_Given problem_
Rescale the records starting with the line containing "Using the image provided, carefully outline every green painted" and going on through the line containing "xmin=490 ymin=115 xmax=529 ymax=214", and reproduce every line in that span in full. Multiply each box coordinate after "Answer:" by 0.9 and round it to a whole number, rounding halves up, but leave the numbers on the "Expected format:" lines unchanged.

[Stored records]

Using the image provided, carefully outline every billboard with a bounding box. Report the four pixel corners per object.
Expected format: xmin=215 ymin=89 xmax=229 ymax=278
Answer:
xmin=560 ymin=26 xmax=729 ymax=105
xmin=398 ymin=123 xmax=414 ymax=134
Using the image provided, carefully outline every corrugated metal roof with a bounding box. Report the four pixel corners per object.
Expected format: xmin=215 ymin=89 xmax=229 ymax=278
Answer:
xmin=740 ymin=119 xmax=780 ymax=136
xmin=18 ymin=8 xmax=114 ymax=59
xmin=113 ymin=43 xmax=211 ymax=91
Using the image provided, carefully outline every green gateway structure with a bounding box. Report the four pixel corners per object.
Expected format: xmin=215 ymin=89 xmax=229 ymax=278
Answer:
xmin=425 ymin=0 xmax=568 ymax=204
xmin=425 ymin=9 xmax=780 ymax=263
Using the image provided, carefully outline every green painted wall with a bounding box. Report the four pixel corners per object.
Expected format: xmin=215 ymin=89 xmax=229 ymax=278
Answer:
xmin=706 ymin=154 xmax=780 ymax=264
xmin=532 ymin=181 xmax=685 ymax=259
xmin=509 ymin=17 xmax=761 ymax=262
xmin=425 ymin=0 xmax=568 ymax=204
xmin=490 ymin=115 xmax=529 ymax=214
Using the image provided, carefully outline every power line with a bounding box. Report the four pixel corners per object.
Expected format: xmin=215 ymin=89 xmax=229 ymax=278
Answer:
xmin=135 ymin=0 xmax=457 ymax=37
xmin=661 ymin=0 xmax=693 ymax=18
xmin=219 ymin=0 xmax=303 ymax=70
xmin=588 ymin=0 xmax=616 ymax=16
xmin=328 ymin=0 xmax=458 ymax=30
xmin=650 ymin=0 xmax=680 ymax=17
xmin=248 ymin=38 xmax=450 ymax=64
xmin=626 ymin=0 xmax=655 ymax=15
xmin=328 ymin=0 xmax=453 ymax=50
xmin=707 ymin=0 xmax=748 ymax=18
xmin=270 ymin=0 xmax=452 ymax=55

_Worked solution_
Using the image provided, carefully outline every green painted wall with a bounding box. Report the four pixel corners per object.
Expected format: xmin=215 ymin=89 xmax=229 ymax=278
Answer:
xmin=635 ymin=139 xmax=702 ymax=238
xmin=479 ymin=163 xmax=617 ymax=233
xmin=458 ymin=15 xmax=685 ymax=236
xmin=383 ymin=0 xmax=511 ymax=184
xmin=441 ymin=104 xmax=476 ymax=193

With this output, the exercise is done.